— START OF Provided material —
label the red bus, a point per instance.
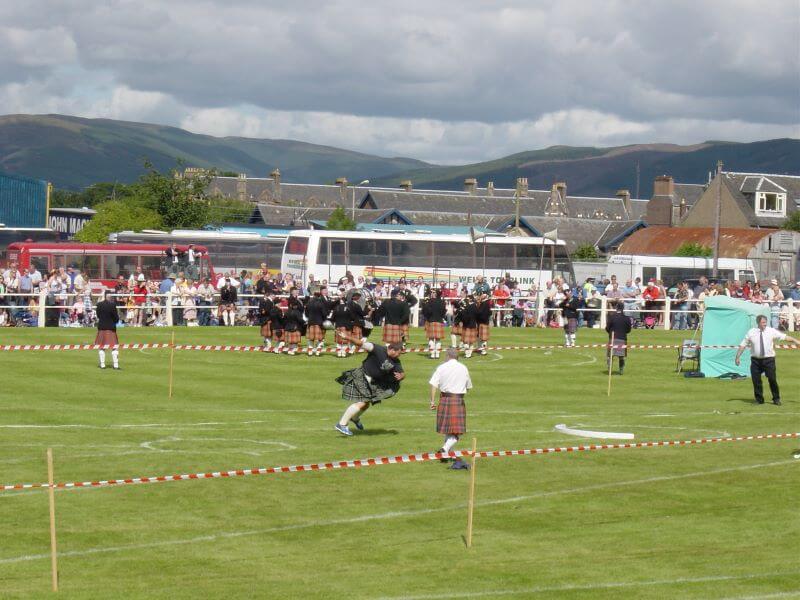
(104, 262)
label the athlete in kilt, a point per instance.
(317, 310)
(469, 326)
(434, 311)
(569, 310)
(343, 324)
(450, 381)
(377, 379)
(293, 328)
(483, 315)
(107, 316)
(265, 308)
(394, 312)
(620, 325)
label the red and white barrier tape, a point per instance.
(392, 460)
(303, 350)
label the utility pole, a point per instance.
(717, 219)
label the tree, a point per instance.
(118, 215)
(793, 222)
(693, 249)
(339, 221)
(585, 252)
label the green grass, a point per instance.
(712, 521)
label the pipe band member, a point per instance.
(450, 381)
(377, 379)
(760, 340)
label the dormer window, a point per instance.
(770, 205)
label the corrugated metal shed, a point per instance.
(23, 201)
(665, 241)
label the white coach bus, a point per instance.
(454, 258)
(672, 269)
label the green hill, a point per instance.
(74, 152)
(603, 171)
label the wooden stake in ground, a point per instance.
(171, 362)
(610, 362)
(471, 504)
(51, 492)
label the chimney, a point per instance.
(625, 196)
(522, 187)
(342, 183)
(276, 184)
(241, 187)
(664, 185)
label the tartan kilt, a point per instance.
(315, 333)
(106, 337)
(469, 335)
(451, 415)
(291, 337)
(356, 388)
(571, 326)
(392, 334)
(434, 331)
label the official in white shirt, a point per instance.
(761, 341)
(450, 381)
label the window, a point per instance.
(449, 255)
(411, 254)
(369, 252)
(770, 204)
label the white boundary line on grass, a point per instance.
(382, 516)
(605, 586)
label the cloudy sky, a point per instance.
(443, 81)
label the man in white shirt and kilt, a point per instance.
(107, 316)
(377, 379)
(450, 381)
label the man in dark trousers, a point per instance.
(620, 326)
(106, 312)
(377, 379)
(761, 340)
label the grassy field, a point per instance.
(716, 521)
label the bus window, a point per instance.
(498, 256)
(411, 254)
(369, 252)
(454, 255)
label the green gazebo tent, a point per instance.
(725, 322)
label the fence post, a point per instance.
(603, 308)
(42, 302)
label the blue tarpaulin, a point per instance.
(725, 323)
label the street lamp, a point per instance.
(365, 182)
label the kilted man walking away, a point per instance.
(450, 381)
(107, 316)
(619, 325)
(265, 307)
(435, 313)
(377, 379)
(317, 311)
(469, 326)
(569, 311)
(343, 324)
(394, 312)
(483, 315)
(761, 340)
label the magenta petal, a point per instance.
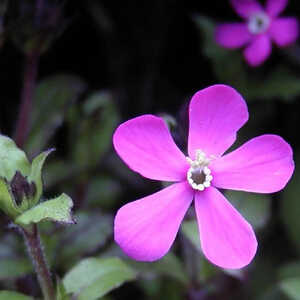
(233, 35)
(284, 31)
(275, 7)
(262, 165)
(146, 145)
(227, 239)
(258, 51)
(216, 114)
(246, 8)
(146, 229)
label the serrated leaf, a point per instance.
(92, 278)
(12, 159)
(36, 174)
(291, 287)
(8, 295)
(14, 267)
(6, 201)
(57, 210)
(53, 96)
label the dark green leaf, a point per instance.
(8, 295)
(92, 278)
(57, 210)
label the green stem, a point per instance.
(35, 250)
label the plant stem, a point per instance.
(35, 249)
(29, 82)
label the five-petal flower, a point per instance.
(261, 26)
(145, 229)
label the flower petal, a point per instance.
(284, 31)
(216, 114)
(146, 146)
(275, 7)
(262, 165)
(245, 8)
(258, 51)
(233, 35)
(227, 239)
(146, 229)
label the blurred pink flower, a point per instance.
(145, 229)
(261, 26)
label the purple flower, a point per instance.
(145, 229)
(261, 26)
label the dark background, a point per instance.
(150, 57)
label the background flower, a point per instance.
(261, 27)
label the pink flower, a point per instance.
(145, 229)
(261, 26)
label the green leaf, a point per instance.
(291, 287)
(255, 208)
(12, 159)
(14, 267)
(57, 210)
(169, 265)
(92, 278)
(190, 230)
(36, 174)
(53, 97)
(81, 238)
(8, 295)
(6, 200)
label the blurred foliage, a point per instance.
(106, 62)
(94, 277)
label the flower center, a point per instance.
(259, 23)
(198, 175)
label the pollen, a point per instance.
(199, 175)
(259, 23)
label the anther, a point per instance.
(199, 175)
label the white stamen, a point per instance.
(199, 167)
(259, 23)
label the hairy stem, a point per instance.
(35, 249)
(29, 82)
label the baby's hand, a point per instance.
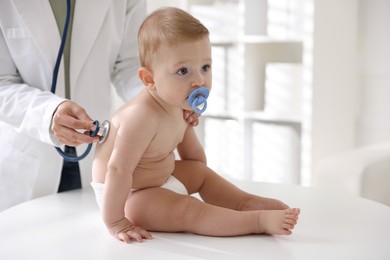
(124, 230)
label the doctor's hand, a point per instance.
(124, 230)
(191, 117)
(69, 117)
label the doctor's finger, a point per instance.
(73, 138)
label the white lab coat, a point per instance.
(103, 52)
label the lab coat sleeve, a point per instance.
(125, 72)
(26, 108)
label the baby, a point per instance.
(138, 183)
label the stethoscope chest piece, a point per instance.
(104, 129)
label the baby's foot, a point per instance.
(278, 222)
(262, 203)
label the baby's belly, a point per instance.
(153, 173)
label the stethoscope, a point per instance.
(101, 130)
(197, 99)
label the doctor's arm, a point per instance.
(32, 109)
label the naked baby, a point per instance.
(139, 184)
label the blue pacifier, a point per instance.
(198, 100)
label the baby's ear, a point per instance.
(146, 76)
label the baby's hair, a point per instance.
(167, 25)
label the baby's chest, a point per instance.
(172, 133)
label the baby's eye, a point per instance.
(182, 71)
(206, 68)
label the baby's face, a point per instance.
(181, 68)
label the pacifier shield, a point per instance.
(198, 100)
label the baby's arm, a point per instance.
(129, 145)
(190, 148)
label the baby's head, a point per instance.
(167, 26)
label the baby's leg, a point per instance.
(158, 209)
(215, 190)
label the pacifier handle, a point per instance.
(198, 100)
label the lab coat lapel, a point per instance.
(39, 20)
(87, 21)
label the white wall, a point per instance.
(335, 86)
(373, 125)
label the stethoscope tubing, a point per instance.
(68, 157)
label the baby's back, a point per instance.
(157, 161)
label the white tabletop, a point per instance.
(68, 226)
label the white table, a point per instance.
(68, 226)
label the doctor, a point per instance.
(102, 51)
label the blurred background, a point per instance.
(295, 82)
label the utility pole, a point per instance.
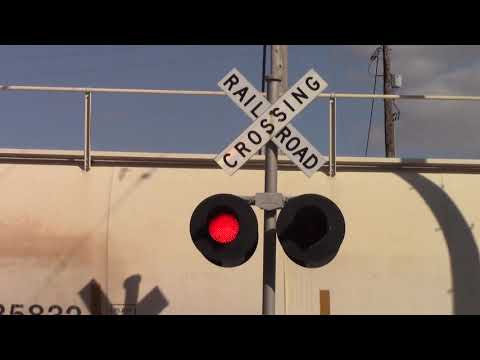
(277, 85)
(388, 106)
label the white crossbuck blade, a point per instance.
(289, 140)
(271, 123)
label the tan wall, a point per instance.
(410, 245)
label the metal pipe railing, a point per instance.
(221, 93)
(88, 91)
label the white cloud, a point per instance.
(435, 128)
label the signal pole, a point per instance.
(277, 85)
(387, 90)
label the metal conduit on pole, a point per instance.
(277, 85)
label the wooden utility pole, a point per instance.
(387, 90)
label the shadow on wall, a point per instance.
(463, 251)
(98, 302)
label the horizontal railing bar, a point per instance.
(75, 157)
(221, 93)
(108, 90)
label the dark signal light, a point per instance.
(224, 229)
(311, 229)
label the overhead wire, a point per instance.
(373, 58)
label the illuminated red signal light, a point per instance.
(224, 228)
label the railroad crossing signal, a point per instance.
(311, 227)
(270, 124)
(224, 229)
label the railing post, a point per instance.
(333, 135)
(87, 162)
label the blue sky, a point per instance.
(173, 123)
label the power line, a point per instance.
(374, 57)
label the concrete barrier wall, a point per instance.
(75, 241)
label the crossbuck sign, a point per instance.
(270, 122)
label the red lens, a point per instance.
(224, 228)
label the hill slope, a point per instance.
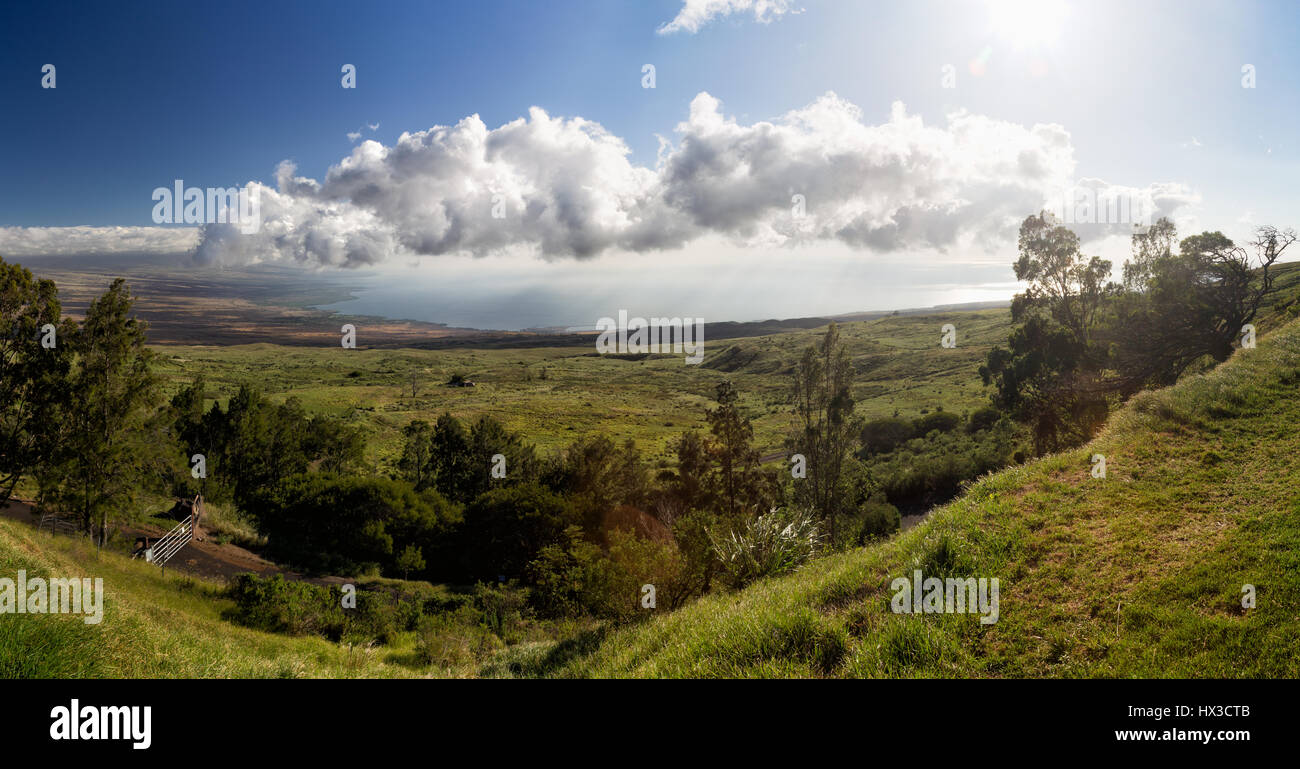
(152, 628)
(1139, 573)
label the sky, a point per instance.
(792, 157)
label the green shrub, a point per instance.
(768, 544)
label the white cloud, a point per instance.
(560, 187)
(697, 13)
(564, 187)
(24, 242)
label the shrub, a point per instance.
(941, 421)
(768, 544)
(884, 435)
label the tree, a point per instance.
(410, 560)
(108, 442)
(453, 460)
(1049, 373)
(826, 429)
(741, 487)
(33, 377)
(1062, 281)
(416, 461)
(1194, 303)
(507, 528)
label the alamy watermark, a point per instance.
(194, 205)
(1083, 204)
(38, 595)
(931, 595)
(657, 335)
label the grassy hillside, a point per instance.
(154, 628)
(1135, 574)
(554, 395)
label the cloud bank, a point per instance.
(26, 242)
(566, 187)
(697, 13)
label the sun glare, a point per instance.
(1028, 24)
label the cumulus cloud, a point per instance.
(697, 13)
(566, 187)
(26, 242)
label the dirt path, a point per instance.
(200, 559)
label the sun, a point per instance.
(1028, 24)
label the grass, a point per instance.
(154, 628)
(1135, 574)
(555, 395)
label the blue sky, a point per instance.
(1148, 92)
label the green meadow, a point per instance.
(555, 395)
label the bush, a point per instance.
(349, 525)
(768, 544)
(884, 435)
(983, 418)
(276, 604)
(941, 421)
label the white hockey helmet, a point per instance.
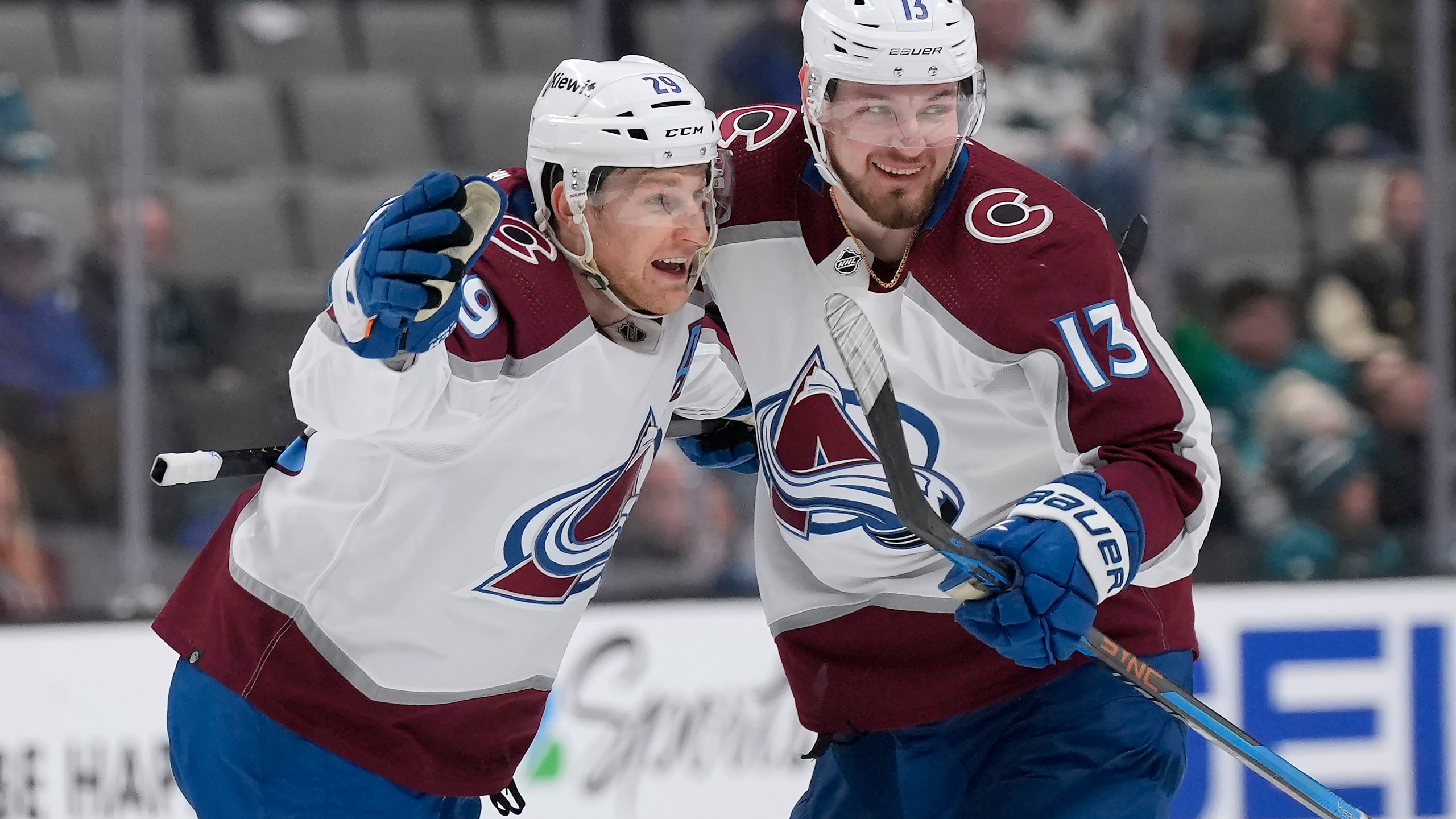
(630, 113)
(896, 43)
— END OF Provided material —
*Written instruction*
From the line containing "label the sun glare, a point per instance." through the end of the lines, rename "bush" to "shrub" and write those lines out again with nothing else changed. Leave the pictures out of your answer.

*The output*
label the sun glare, a point per instance.
(1028, 24)
label the cumulus cloud, a point per instance.
(697, 13)
(566, 187)
(26, 242)
label the dirt path, a point per instance.
(200, 559)
label the sun, a point per instance.
(1028, 24)
label the grass, a point per instance.
(154, 628)
(1135, 574)
(555, 395)
label the blue sky, a point per instance.
(1148, 92)
label the green meadow, a point per instance.
(555, 395)
label the shrub, a point per instance.
(349, 525)
(768, 544)
(884, 435)
(983, 418)
(276, 604)
(941, 421)
label the white hockey helmet, a point per instance.
(630, 113)
(896, 43)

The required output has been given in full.